(Your goal)
Restate the material word for word and leave out anything that is a picture.

— BEGIN —

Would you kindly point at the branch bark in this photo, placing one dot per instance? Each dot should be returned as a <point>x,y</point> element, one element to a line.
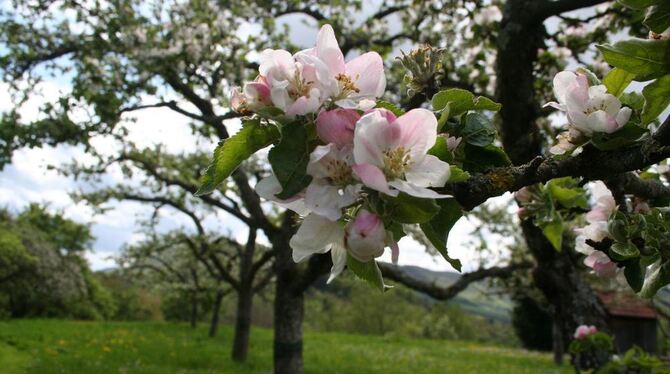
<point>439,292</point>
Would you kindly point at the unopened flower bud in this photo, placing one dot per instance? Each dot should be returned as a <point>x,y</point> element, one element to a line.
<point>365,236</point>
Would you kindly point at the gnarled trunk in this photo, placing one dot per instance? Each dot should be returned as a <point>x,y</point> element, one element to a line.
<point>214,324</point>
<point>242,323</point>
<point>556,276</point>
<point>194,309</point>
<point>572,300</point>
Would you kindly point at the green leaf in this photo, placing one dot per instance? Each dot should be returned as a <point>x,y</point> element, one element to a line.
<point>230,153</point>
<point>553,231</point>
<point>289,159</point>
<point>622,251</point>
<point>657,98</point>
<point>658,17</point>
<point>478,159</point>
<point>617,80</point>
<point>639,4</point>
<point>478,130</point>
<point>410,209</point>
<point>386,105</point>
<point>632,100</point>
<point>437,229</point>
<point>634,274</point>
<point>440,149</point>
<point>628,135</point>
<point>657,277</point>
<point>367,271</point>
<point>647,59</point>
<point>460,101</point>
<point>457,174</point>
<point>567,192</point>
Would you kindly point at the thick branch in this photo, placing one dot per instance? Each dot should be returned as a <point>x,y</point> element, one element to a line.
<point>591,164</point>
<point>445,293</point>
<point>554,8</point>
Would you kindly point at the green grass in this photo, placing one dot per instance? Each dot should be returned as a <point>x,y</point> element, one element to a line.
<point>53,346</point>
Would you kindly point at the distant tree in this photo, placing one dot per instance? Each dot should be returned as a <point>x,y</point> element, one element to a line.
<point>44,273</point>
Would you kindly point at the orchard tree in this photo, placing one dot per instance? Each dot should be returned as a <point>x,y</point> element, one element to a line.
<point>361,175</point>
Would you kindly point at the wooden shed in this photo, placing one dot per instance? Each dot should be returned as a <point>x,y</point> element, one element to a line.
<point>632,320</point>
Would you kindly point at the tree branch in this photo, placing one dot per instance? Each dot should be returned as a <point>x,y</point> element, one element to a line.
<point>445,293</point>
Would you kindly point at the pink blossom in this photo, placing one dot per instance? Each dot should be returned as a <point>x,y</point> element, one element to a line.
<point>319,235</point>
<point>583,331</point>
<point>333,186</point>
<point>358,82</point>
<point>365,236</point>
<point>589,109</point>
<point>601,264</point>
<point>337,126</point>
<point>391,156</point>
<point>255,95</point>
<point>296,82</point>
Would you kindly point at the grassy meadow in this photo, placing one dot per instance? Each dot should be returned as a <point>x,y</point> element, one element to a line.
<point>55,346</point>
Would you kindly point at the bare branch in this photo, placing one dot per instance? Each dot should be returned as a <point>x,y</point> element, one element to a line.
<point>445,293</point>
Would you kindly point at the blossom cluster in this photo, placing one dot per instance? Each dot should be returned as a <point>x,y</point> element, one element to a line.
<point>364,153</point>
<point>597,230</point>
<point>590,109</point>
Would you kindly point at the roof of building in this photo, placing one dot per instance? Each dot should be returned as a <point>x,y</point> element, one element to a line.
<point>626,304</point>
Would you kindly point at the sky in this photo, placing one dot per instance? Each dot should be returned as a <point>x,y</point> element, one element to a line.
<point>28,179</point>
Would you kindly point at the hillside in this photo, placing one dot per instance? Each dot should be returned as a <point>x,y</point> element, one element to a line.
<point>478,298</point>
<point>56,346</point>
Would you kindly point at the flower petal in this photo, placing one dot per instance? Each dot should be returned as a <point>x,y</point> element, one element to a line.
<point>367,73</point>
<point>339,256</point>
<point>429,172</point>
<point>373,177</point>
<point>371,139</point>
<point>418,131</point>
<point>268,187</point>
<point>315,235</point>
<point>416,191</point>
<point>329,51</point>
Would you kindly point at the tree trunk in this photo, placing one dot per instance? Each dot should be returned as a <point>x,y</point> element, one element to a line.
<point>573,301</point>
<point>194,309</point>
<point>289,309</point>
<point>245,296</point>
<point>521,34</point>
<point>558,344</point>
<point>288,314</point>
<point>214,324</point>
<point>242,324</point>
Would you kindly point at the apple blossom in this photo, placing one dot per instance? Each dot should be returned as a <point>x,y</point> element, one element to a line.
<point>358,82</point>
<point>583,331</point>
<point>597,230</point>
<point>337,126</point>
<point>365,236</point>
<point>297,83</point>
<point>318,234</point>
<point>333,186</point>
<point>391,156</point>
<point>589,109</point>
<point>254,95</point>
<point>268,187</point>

— END —

(Full response)
Would you kindly point at the branch bark in this photo, placing one dot per instance? Each dot should be returned as a <point>x,y</point> element, one element to a line.
<point>439,292</point>
Would you kindly point at the unopened flower bud in this photo, placing one dot per instance? Each dot should be returned as a <point>x,y</point> element, one element to a line.
<point>365,236</point>
Would you kindly point at the gnarled trunk in this photo, placing one dot per instance? Each dot should be returned as a <point>x,y</point> element, one element to a line.
<point>214,324</point>
<point>242,323</point>
<point>556,276</point>
<point>194,309</point>
<point>572,300</point>
Would you kindly point at the green leaf in this photo, placing one dot per instance? Each dot should be returned as a <point>x,y</point> element, one element to a line.
<point>230,153</point>
<point>553,231</point>
<point>289,159</point>
<point>622,251</point>
<point>657,98</point>
<point>658,17</point>
<point>478,159</point>
<point>617,80</point>
<point>639,4</point>
<point>478,130</point>
<point>410,209</point>
<point>386,105</point>
<point>632,100</point>
<point>437,229</point>
<point>634,274</point>
<point>440,149</point>
<point>628,135</point>
<point>657,277</point>
<point>367,271</point>
<point>647,59</point>
<point>460,101</point>
<point>457,174</point>
<point>567,192</point>
Would you kindly point at the thick branch in this photo, placing one dot per instance? Each dot should be returned as a <point>x,y</point> element, one element to a line.
<point>591,164</point>
<point>445,293</point>
<point>554,8</point>
Would you kindly point at the green grass in this photo, placing one dot per instance? Each dot should be returned as a <point>x,y</point> element, one element to a line.
<point>53,346</point>
Would you kindly point at the distant tree in this photo, placing one dot per instance? Each dot should be returned as a <point>x,y</point> element, one element to a line.
<point>44,273</point>
Would you kindly point at the orchard tree in this photo, placing one dot per instance? Each dot should be returned as a <point>x,y</point> element, one element to a line.
<point>361,175</point>
Would you kindly point at the wooden shed in this photo, placing one dot per instance? Each dot should be returned as a <point>x,y</point> element, one element to a line.
<point>632,320</point>
Would you kindly point at the tree branch in this photo, placing one dot per instance? Each dot should be returned as a <point>x,y</point> element, one element to a line.
<point>445,293</point>
Would you kindly point at the pink blossom in this photo, placing one dot per instance? Each dot should be returned as a <point>x,y</point> element, one element to a line.
<point>319,235</point>
<point>583,331</point>
<point>333,186</point>
<point>358,82</point>
<point>365,236</point>
<point>589,109</point>
<point>601,264</point>
<point>337,126</point>
<point>391,156</point>
<point>255,95</point>
<point>296,82</point>
Would you kindly point at the grassy meadow in this photo, placing one dot per instance? Each dot should be returned as a <point>x,y</point> element, one element to a line.
<point>55,346</point>
Would you kindly point at the bare branch in this photo, placing one dot per instance? Each dot should be returned as a <point>x,y</point> element, one element to a line.
<point>445,293</point>
Would you kindly point at the blossom cluster in this photo, placing one dot per instance? Each dot should be returned as a <point>x,y</point> element, one element to a line.
<point>364,153</point>
<point>597,230</point>
<point>590,109</point>
Would you kindly point at the roof of building in this photo, placing one dot per instance? Each dot should be returned as a <point>x,y</point> element, one element to a line.
<point>626,304</point>
Would you kindly point at the sky in this photo, placing one dot per instance? Each dot should be returned as a <point>x,y</point> element, one element to a line.
<point>28,179</point>
Would you kindly point at the hillside in this photo, placing one dot per instance? Each dot should be returned as a <point>x,y</point> element, one element to a line.
<point>478,298</point>
<point>56,346</point>
Would you kindly point at the flower petal in this photo, placing one dot per instance? Each dot should be returned as a <point>x,y</point> element, one element to a line.
<point>367,73</point>
<point>339,256</point>
<point>429,172</point>
<point>373,177</point>
<point>371,139</point>
<point>418,131</point>
<point>268,187</point>
<point>315,235</point>
<point>416,191</point>
<point>329,51</point>
Would you kindly point at the tree trunk in this photo, placing one dot per instance? Each dot should be returned as a <point>x,y</point> element, one element to a line.
<point>573,301</point>
<point>194,309</point>
<point>289,309</point>
<point>245,296</point>
<point>521,34</point>
<point>558,344</point>
<point>288,314</point>
<point>214,324</point>
<point>242,324</point>
Would you kindly point at the apple blossom in this photo, placing one dot per instance? Each dot should be returned as a <point>x,y</point> element, one element to a line.
<point>358,82</point>
<point>583,331</point>
<point>597,230</point>
<point>337,126</point>
<point>365,236</point>
<point>297,83</point>
<point>318,234</point>
<point>333,186</point>
<point>391,156</point>
<point>589,109</point>
<point>254,95</point>
<point>268,187</point>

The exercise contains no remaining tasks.